### WHAT TO DO
In this data, count the lines in which "under" appears and give only that number.

Point-per-instance localization data:
════

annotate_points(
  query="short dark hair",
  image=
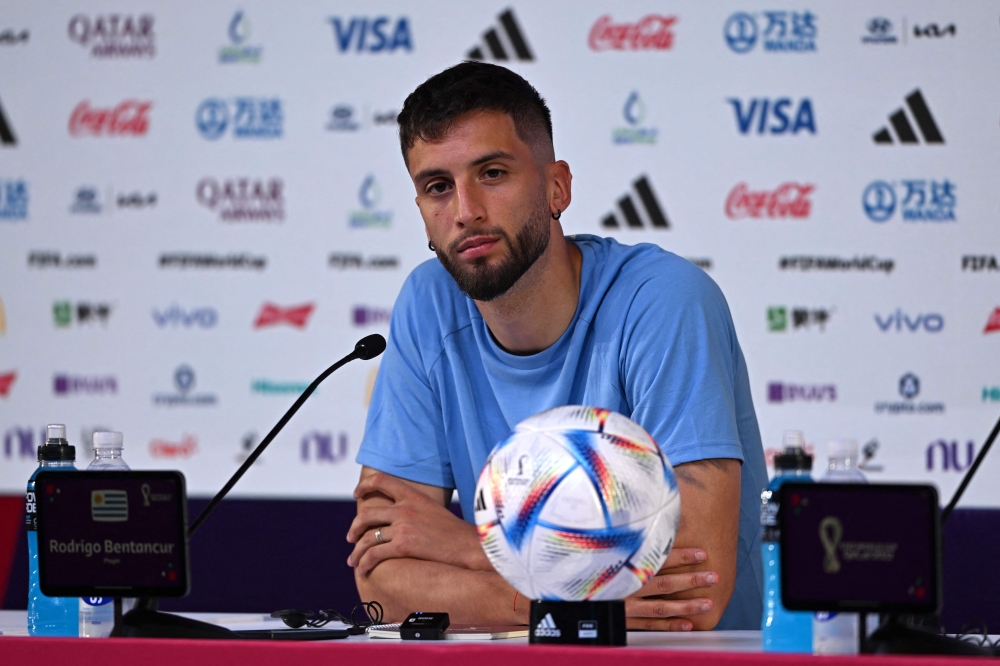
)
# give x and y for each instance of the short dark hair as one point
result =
(430, 110)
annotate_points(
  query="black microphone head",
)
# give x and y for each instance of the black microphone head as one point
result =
(369, 347)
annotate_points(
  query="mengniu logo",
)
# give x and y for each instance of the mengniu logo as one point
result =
(296, 316)
(783, 31)
(238, 50)
(788, 200)
(114, 35)
(921, 200)
(777, 116)
(634, 112)
(652, 32)
(7, 137)
(13, 200)
(243, 199)
(780, 392)
(502, 41)
(655, 217)
(129, 118)
(902, 127)
(324, 447)
(6, 382)
(378, 34)
(244, 117)
(993, 323)
(369, 216)
(899, 322)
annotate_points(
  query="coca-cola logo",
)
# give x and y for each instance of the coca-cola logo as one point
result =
(130, 118)
(650, 32)
(788, 200)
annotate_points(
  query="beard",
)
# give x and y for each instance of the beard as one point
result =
(485, 282)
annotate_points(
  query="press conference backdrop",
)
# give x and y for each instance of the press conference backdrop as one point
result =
(203, 205)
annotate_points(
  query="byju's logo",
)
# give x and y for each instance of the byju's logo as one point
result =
(778, 392)
(503, 40)
(238, 50)
(177, 317)
(902, 127)
(366, 315)
(184, 382)
(243, 199)
(114, 35)
(248, 118)
(980, 262)
(324, 447)
(922, 201)
(296, 316)
(380, 34)
(778, 320)
(993, 323)
(899, 321)
(7, 137)
(909, 388)
(13, 200)
(129, 118)
(634, 112)
(656, 218)
(652, 32)
(879, 30)
(767, 116)
(787, 200)
(370, 195)
(64, 313)
(783, 32)
(65, 385)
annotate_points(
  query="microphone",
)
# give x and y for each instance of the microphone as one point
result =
(367, 348)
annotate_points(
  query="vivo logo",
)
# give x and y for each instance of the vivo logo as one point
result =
(178, 316)
(949, 455)
(900, 321)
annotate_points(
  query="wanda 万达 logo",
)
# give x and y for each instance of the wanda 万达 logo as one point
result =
(787, 200)
(129, 118)
(651, 32)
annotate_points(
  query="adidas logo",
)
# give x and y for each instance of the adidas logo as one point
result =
(6, 135)
(904, 130)
(656, 218)
(547, 628)
(499, 50)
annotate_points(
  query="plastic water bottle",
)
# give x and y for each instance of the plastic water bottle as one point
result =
(837, 633)
(48, 616)
(782, 630)
(97, 614)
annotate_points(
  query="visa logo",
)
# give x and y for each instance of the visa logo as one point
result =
(372, 35)
(900, 321)
(778, 116)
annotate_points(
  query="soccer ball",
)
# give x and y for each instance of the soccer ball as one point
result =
(577, 503)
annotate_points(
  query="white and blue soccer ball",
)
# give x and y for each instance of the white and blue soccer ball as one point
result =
(577, 503)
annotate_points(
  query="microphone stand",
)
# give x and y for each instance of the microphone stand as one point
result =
(147, 622)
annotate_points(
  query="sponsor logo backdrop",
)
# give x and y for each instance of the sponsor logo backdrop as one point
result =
(203, 206)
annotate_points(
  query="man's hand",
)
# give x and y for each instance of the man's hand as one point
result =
(652, 609)
(413, 525)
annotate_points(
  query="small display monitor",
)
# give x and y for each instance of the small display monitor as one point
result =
(112, 534)
(858, 547)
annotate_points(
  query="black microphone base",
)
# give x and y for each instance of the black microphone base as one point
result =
(154, 624)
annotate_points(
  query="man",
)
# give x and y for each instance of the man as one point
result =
(514, 318)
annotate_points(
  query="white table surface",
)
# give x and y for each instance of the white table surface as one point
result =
(14, 623)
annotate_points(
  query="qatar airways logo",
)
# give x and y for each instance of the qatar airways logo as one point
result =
(651, 32)
(130, 118)
(787, 200)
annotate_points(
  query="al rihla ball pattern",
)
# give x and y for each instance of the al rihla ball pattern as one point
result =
(577, 503)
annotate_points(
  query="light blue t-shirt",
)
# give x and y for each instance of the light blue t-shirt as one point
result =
(652, 338)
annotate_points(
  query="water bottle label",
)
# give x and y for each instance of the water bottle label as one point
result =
(30, 522)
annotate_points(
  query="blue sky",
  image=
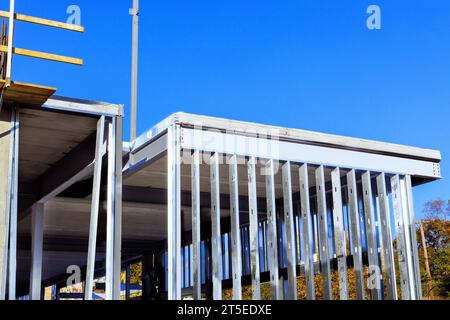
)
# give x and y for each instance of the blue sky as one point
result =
(306, 64)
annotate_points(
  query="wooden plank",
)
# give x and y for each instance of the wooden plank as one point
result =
(43, 55)
(44, 22)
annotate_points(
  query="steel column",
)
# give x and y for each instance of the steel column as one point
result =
(254, 229)
(13, 214)
(339, 235)
(216, 245)
(387, 249)
(398, 204)
(307, 239)
(290, 232)
(412, 226)
(272, 224)
(356, 234)
(118, 206)
(324, 249)
(236, 249)
(174, 212)
(37, 237)
(90, 268)
(195, 175)
(371, 232)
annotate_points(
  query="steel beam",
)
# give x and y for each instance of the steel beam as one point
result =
(290, 232)
(324, 250)
(272, 225)
(355, 226)
(37, 236)
(216, 245)
(236, 249)
(174, 212)
(254, 229)
(376, 284)
(386, 235)
(339, 235)
(90, 268)
(307, 238)
(195, 176)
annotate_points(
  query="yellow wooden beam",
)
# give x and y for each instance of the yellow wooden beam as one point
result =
(44, 22)
(43, 55)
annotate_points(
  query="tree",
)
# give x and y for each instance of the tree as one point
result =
(437, 239)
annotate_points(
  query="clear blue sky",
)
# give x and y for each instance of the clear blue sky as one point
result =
(306, 64)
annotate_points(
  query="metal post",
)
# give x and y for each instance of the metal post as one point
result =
(118, 207)
(387, 250)
(324, 251)
(134, 12)
(290, 232)
(195, 175)
(339, 235)
(372, 246)
(216, 245)
(254, 229)
(272, 224)
(412, 226)
(408, 237)
(10, 191)
(307, 239)
(10, 42)
(356, 234)
(109, 263)
(398, 204)
(37, 237)
(174, 213)
(236, 249)
(99, 151)
(13, 214)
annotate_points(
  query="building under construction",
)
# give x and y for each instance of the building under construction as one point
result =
(208, 206)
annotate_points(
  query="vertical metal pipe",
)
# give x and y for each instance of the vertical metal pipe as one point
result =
(324, 250)
(412, 226)
(339, 235)
(10, 42)
(401, 239)
(356, 234)
(290, 232)
(387, 249)
(109, 263)
(254, 229)
(272, 225)
(118, 131)
(371, 232)
(95, 202)
(236, 249)
(307, 238)
(134, 12)
(37, 237)
(195, 175)
(13, 214)
(174, 212)
(215, 236)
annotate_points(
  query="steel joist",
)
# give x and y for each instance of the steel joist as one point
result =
(343, 199)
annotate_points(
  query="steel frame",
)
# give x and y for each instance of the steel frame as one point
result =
(359, 170)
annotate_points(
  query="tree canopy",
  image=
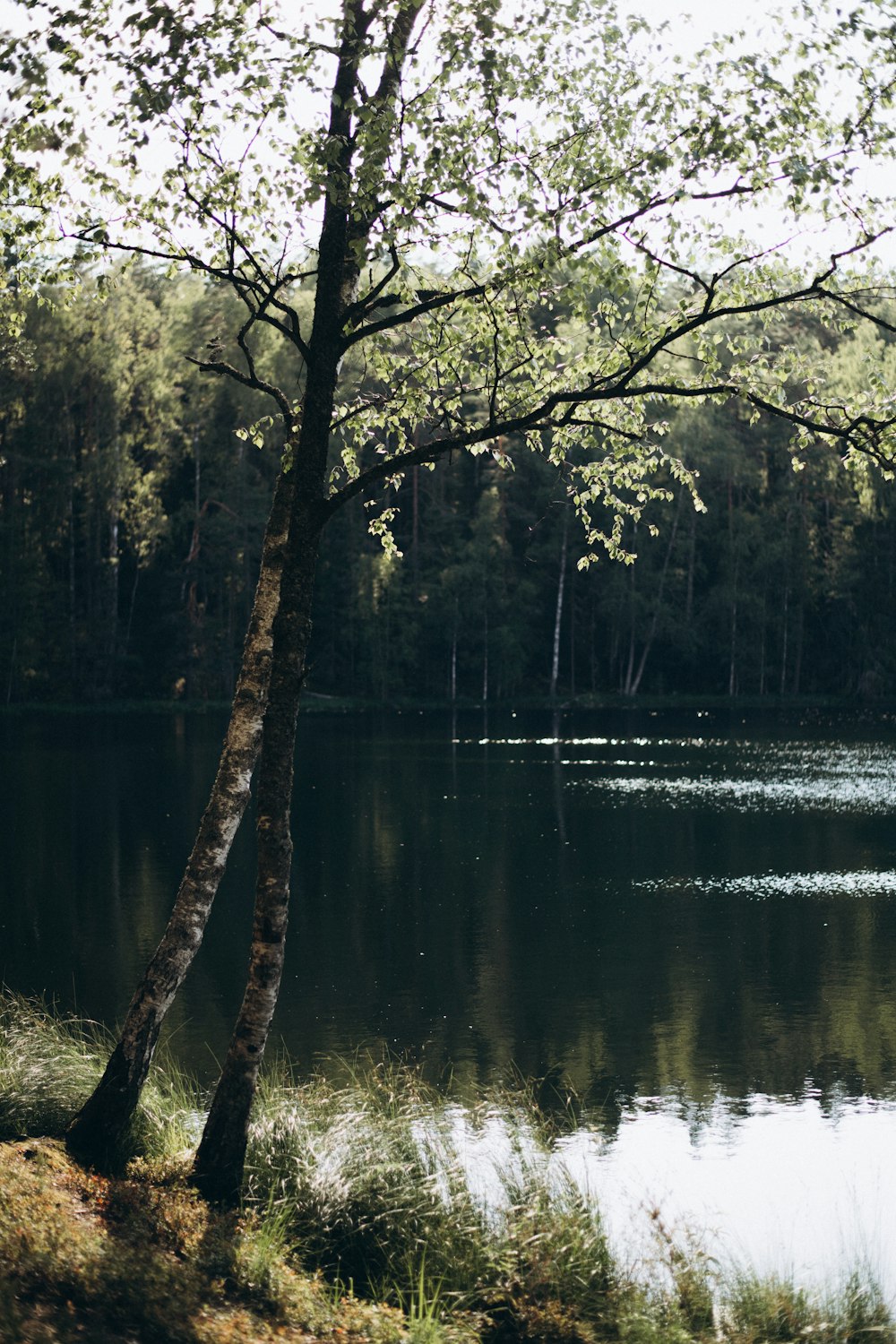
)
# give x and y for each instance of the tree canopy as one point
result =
(401, 195)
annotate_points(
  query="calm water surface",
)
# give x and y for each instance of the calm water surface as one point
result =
(691, 916)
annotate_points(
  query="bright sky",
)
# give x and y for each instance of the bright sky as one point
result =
(689, 24)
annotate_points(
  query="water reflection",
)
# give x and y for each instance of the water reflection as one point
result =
(672, 906)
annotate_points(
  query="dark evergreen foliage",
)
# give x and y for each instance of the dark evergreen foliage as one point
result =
(132, 513)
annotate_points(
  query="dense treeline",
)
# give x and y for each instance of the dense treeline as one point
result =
(132, 513)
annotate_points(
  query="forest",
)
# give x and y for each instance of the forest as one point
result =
(134, 488)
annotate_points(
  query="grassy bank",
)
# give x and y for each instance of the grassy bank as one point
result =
(373, 1210)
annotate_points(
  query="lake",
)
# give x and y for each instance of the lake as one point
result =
(688, 914)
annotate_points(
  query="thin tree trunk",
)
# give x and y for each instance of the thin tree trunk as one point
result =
(657, 605)
(97, 1129)
(222, 1152)
(557, 610)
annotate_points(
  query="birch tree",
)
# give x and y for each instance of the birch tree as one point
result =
(433, 175)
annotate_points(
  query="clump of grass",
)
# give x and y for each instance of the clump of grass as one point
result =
(756, 1309)
(145, 1257)
(50, 1064)
(375, 1190)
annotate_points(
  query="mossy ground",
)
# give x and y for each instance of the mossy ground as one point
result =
(360, 1185)
(142, 1257)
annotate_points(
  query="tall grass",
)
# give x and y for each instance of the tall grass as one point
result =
(50, 1064)
(462, 1215)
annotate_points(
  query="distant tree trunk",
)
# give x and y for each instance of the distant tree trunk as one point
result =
(485, 647)
(557, 610)
(648, 644)
(97, 1129)
(452, 674)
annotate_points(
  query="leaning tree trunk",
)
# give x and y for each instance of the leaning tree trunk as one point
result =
(220, 1158)
(96, 1132)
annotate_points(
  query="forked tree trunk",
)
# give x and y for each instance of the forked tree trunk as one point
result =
(220, 1158)
(96, 1132)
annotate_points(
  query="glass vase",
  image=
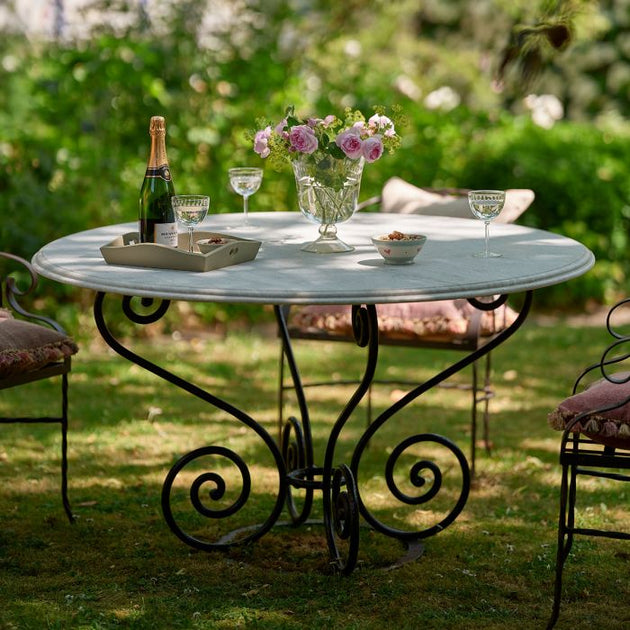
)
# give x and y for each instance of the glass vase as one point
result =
(328, 193)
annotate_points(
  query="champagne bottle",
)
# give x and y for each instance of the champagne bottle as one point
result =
(157, 222)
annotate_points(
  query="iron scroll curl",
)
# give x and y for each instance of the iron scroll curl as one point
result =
(208, 486)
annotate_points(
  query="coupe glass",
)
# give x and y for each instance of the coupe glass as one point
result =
(190, 210)
(245, 181)
(486, 205)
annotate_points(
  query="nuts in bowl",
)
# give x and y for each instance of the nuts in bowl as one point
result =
(398, 248)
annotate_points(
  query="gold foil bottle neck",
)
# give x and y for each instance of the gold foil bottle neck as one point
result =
(157, 126)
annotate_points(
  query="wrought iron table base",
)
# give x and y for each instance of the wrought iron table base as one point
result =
(343, 505)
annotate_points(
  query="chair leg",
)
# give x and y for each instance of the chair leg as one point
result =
(473, 419)
(565, 538)
(487, 392)
(64, 448)
(281, 394)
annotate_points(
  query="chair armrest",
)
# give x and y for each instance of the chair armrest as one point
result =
(11, 292)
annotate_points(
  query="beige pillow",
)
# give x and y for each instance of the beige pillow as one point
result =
(25, 346)
(608, 427)
(444, 320)
(401, 197)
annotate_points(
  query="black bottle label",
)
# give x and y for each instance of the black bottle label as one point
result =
(162, 172)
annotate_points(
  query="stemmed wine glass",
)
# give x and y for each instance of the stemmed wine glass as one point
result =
(486, 205)
(245, 181)
(190, 210)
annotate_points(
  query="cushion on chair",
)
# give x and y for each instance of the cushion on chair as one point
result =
(608, 427)
(399, 196)
(25, 346)
(443, 320)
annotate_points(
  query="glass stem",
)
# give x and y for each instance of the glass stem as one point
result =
(245, 209)
(487, 224)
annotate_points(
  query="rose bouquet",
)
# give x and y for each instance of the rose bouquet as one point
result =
(327, 156)
(352, 137)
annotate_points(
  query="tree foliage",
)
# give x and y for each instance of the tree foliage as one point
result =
(74, 110)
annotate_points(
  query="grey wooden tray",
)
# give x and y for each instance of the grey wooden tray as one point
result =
(126, 250)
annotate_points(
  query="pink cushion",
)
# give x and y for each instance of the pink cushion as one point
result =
(609, 427)
(25, 346)
(405, 198)
(443, 320)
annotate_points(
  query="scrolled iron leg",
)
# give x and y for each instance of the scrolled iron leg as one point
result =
(342, 524)
(203, 505)
(295, 458)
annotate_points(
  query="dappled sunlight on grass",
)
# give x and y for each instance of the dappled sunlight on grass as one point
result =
(120, 564)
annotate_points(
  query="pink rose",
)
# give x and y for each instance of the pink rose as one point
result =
(302, 139)
(261, 142)
(350, 142)
(372, 148)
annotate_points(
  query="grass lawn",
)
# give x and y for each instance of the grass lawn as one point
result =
(119, 565)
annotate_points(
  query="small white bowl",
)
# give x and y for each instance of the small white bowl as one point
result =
(207, 245)
(399, 251)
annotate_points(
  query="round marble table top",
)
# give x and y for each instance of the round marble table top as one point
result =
(283, 274)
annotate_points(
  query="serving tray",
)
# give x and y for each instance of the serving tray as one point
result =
(128, 251)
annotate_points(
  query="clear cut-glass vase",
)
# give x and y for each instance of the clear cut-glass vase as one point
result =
(328, 193)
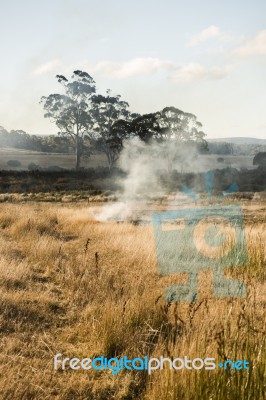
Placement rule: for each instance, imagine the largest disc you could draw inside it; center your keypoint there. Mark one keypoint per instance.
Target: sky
(205, 57)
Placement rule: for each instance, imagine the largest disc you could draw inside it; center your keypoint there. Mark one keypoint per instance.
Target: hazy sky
(206, 57)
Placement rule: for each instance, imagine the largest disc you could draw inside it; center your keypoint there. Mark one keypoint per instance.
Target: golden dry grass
(72, 285)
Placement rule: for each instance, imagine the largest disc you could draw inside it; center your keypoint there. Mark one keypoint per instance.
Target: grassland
(73, 285)
(201, 164)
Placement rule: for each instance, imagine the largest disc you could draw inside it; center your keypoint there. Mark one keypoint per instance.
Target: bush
(14, 163)
(34, 167)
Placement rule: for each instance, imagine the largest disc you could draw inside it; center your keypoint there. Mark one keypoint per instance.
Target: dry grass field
(44, 160)
(76, 286)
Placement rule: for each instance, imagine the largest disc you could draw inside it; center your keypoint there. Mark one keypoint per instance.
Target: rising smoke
(144, 164)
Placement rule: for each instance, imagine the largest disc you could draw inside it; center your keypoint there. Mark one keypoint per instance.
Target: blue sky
(205, 57)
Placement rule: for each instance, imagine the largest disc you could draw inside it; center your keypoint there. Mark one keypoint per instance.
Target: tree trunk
(77, 166)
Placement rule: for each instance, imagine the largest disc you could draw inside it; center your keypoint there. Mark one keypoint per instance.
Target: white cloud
(47, 67)
(208, 33)
(195, 71)
(136, 66)
(252, 47)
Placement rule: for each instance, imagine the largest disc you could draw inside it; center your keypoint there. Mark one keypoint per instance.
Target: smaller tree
(260, 159)
(111, 126)
(72, 111)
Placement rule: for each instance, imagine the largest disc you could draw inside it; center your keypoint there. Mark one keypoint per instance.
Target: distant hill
(240, 140)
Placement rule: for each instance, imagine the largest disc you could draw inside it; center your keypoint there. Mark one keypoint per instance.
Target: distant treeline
(235, 149)
(102, 179)
(62, 144)
(22, 140)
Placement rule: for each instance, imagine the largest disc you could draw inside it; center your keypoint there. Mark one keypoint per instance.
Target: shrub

════

### SOLUTION TO THIS TASK
2